TASK TO COMPLETE: Write out the data again in full, exactly as it reads.

______

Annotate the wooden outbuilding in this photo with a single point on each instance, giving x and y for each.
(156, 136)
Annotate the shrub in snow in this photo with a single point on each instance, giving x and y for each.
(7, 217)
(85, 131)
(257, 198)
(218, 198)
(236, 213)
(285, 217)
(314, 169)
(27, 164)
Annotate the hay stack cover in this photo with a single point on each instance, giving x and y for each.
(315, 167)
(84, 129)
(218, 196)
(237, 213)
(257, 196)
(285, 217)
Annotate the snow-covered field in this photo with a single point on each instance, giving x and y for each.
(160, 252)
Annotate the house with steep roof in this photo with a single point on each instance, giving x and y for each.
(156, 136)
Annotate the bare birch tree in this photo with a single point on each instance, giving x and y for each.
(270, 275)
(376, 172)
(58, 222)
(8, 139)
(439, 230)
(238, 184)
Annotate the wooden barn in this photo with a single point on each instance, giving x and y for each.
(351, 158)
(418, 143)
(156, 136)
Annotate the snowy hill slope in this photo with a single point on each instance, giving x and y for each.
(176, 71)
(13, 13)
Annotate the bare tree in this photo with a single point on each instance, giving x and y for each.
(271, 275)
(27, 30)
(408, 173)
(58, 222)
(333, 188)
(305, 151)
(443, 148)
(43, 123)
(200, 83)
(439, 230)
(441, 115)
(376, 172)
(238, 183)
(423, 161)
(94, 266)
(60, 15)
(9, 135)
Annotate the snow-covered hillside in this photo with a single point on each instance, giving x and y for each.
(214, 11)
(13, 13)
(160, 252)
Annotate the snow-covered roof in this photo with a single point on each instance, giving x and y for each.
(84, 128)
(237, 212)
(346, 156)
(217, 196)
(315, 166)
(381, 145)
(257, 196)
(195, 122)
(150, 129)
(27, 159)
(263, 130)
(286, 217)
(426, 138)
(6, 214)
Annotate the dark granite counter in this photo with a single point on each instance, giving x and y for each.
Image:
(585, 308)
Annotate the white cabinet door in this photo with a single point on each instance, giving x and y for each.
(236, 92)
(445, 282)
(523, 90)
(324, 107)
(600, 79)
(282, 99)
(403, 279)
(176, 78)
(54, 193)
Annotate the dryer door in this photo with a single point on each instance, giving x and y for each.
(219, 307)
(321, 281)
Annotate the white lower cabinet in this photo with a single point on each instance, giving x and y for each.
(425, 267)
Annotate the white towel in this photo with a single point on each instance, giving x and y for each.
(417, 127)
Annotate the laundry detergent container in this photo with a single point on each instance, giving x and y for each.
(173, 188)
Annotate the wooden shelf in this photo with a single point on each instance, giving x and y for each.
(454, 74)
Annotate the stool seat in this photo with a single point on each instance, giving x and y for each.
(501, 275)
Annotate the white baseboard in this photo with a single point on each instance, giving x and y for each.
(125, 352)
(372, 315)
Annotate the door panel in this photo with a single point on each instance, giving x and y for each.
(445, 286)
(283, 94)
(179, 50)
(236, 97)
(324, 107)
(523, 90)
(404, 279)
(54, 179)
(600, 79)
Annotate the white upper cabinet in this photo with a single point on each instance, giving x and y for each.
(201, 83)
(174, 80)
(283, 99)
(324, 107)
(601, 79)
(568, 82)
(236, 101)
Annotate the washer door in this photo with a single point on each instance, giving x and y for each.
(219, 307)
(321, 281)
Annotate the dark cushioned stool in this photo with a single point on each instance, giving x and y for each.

______

WRITTEN RESPONSE:
Annotate the wooden outbuilding in this photo with a single point on each instance, giving x and y for each.
(156, 136)
Annotate the shrub in snow in this photo with a single point on each instance, giving x and y for each.
(7, 217)
(85, 131)
(257, 198)
(218, 198)
(236, 213)
(285, 217)
(314, 169)
(27, 164)
Annotate the hay stack cover in this photo with a single point on each instance, giving x and y for each.
(315, 167)
(84, 129)
(218, 196)
(237, 213)
(257, 196)
(285, 217)
Annotate the snow-covered field in this photo with a single point on each instance, giving x and y for each.
(160, 252)
Annotate the house with steep roof in this photo with a single point on each instance, giving x and y for each.
(156, 136)
Annotate the bare birch tree in this photo with a single point on each instance, giving x and y for each.
(270, 275)
(376, 172)
(58, 222)
(8, 139)
(439, 230)
(238, 184)
Annotate the wooden barn in this photo with a single point on each instance, giving x and y for each.
(351, 158)
(418, 143)
(156, 136)
Annotate the snowy hill slope in this photo with a single point on each instance, giving x and y for each.
(176, 71)
(13, 13)
Annotate the bare tree in this photo with a single point on each instance, giving x and y for each.
(271, 275)
(27, 30)
(408, 173)
(58, 222)
(333, 188)
(305, 151)
(443, 148)
(43, 123)
(200, 83)
(439, 230)
(441, 115)
(376, 172)
(238, 183)
(423, 161)
(94, 266)
(60, 15)
(9, 135)
Annotate the snow-covered hillside in this photo with a single point on each instance, giving x and y for each.
(214, 11)
(13, 13)
(160, 252)
Annotate the snow-covered roof in this photo with a single point on each instance, giving x and y for each.
(84, 128)
(237, 212)
(346, 156)
(217, 196)
(315, 166)
(381, 145)
(257, 196)
(195, 122)
(150, 129)
(27, 159)
(263, 130)
(286, 217)
(426, 138)
(6, 214)
Annotate the dark granite counter in this photo with a single point on each instance, giving x and y for each.
Image:
(585, 308)
Annotate the white cabinet door in this photo with a single point on each instance, giving x and y for each.
(236, 92)
(445, 282)
(523, 90)
(324, 107)
(600, 79)
(282, 99)
(403, 279)
(176, 78)
(54, 193)
Annotate the dryer door in this photo with a single point on each instance, giving x and y for each.
(219, 307)
(321, 281)
Annotate the white lower cabinet in this photo with a single point on each instance, giving x and y for each.
(425, 267)
Annotate the white towel in this photo with a single point on each instance, giving x and y for each.
(417, 127)
Annotate the laundry detergent container in this photo with a single point on each instance, giving x and y for each.
(173, 188)
Annotate the wooden shelf in this photo with a single point on each instance, giving x and y for each.
(454, 74)
Annotate the stool seat in this photo with a single point on each instance, giving x and y for each.
(501, 275)
Annotate the white baseboard in this photo with a single point on each instance, giving x and y for each.
(125, 352)
(372, 315)
Annotate the door panel in this photo with a single point on each instance, giving x and y for each.
(445, 286)
(283, 94)
(179, 50)
(236, 97)
(324, 107)
(523, 90)
(404, 279)
(54, 179)
(600, 79)
Annotate the white upper cabinet in this photo with a single point on each instance, giving x and y for each.
(201, 83)
(174, 80)
(283, 99)
(324, 107)
(601, 79)
(568, 82)
(236, 101)
Annotate the washer door in this photo with a single point on each instance, giving x and y for each.
(219, 307)
(321, 281)
Annotate the dark cushioned stool in this photo with a single point on each instance, giving x and y for each.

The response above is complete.